_DÉFI 1_
Extrayez des enregistrements chaque ligne contenant la chaîne « dough », en tenant compte de la casse.

_TEXTE FOURNI_
________________________

Octobre 1938
- Ananda K. Coomaraswamy. — Asiatic
Art.
The New Orient Society of America, Chicago.
Dans cette brochure, dont le but est d’indiquer dans quel esprit doit être abordée l’étude de l’art asiatique si on veut le comprendre réellement, l’auteur insiste de nouveau sur la notion de l’art traditionnel et normal, et sur ce qui le distingue des cas anormaux comme celui de la décadence « classique » et celui de l’art européen depuis la Renaissance. D’autre part, une étude soi-disant « objective », c’est-à-dire en somme une observation purement extérieure, ne peut mener à rien en réalité, car il n’y a aucune véritable connaissance là où il n’y a aucune conformité entre le connaissant et le connu. Dans le cas d’une œuvre d’art, il faut donc savoir avant tout à quel usage elle était destinée, et aussi quelle signification elle devait communiquer à l’intelligence de ceux qui la regardaient. À cet égard, il est essentiel de se rendre compte que les apparences présentées par un art traditionnel ne sont pas le simple rappel de perceptions visuelles, mais l’expression ou la réalisation sensible d’une « contemplation » (dhyâna), qui est ce par quoi l’artiste travaille, et ce sans quoi le produit de son travail ne serait pas vraiment une œuvre d’art. Enfin, c’est une erreur de penser, comme le font généralement les modernes, que la répétition des formules transmises entrave les facultés propres de l’artiste, car celui-ci doit avoir réellement fait ces formules siennes par sa compréhension, ce qui est d’ailleurs le seul sens où l’on puisse parler de « propriété » quand il s’agit d’idées, et il les « recrée » en quelque sorte quand, après se les être assimilées, il les rend conformément à sa propre nature.
- Prof. Leo Frobenius and
Douglas C. Fox. — Prehistoric Rock Pictures in Europe and Africa.
From material in the archives of the Research Institute for the Morphology of Civilization, Frankfort-on-Main. The Museum of Modern Art, New York.

________________________

_LIGNES_
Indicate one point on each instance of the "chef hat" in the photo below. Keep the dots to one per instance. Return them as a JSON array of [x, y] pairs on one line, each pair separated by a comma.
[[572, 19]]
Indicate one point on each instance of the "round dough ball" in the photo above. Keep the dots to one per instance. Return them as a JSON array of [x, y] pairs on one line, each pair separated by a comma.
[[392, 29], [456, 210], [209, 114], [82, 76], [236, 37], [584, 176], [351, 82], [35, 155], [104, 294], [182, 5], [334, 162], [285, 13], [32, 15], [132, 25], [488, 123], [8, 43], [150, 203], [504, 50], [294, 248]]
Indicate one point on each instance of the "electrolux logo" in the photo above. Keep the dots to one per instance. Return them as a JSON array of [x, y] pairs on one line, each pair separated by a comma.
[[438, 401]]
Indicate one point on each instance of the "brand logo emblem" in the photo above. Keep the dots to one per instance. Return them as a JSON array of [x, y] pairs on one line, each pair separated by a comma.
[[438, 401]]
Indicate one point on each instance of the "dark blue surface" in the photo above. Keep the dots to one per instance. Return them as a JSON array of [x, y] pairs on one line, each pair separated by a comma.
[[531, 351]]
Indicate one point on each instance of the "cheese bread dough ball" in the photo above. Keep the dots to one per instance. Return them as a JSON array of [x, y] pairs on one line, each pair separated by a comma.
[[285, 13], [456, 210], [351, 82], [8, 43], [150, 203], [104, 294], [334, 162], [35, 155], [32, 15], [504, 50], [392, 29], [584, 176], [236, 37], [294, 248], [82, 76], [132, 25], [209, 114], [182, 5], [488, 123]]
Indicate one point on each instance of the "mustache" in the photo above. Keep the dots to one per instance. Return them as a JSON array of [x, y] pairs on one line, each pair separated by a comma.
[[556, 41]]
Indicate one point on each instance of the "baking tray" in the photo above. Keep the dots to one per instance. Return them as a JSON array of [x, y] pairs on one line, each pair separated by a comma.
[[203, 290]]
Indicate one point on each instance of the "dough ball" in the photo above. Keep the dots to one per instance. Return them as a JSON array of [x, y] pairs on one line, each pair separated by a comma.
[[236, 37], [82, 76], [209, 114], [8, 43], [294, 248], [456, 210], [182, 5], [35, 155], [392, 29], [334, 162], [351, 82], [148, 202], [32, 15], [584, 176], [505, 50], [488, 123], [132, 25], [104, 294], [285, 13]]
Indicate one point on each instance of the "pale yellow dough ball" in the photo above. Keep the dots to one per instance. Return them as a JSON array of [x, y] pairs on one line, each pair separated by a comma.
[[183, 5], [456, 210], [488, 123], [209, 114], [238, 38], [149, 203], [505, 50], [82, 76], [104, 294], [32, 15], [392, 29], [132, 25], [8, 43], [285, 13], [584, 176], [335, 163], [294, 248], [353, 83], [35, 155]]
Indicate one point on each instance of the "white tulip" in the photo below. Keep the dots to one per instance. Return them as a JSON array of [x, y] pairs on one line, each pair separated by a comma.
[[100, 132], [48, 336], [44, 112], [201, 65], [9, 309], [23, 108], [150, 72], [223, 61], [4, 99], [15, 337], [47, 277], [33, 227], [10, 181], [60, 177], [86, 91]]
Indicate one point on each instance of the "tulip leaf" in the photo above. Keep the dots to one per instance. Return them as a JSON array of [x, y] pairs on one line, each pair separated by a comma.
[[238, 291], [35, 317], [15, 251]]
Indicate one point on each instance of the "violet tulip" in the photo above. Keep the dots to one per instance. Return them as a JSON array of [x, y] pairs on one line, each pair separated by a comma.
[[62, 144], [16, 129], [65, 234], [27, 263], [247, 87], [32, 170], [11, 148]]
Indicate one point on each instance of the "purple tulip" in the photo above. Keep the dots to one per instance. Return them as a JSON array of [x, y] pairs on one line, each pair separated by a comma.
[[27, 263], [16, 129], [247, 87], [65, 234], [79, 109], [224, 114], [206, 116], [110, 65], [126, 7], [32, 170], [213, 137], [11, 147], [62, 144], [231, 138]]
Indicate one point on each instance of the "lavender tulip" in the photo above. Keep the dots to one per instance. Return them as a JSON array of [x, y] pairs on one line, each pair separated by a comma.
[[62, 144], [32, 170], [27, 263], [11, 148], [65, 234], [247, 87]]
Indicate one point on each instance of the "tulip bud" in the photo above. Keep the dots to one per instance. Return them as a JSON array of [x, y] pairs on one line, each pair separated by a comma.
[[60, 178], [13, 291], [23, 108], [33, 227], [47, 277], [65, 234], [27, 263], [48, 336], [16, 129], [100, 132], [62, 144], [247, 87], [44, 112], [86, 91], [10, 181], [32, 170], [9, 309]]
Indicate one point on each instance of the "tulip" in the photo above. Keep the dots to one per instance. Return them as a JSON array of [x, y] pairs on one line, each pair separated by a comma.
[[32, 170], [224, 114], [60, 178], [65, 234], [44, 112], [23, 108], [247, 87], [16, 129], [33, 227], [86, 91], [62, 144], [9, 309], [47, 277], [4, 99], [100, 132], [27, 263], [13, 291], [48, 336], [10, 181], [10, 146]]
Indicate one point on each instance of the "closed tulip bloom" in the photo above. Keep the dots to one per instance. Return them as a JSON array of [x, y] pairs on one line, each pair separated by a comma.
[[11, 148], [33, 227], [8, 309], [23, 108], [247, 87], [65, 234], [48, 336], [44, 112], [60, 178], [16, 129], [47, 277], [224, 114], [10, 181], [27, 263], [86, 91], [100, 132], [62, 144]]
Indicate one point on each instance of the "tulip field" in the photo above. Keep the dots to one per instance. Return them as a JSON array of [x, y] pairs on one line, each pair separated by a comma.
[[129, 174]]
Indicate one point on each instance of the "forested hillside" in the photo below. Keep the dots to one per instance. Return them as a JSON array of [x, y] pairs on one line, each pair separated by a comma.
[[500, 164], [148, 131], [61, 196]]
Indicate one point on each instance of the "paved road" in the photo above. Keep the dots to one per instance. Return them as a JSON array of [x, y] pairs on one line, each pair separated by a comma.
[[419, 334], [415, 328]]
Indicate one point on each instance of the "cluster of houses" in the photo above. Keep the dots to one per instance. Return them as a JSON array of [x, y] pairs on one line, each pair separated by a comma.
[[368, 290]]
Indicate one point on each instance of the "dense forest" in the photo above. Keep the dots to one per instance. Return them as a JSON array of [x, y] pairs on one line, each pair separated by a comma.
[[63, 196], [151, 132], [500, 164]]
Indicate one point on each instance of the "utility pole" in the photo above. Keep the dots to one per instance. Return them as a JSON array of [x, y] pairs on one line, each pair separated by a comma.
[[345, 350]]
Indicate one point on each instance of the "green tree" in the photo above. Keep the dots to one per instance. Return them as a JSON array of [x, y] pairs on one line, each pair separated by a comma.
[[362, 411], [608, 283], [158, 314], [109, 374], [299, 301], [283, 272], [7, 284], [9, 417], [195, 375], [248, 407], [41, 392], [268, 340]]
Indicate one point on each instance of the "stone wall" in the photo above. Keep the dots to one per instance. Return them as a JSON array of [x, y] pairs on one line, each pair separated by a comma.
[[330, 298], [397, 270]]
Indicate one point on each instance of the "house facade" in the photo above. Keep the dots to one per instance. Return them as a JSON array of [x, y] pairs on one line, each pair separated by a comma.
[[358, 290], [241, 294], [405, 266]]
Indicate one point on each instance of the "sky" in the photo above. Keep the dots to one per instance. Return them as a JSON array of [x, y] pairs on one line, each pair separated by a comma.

________________________

_DÉFI 2_
Relevez toutes les personnes nommées dans le texte fourni.

_RÉPONSE COMPLÈTE 1_
Indicate one point on each instance of the "round dough ball" in the photo above. Keep the dots to one per instance. Return them as a JSON array of [x, y] pairs on one line, each pair separated by a comma.
Indicate one point on each instance of the "cheese bread dough ball" in the photo above. Keep the dots to one per instance. Return them as a JSON array of [x, y] pairs on one line, each pair separated by a comma.
Indicate one point on each instance of the "dough ball" in the photo above. Keep the dots to one per instance. Return them as a JSON array of [x, y] pairs on one line, each pair separated by a comma.
Indicate one point on each instance of the "pale yellow dough ball" in the photo above. Keep the dots to one per instance. Return them as a JSON array of [x, y] pairs on one line, each pair separated by a comma.

_RÉPONSE COMPLÈTE 2_
- Ananda K. Coomaraswamy
- Leo Frobenius
- Douglas C. Fox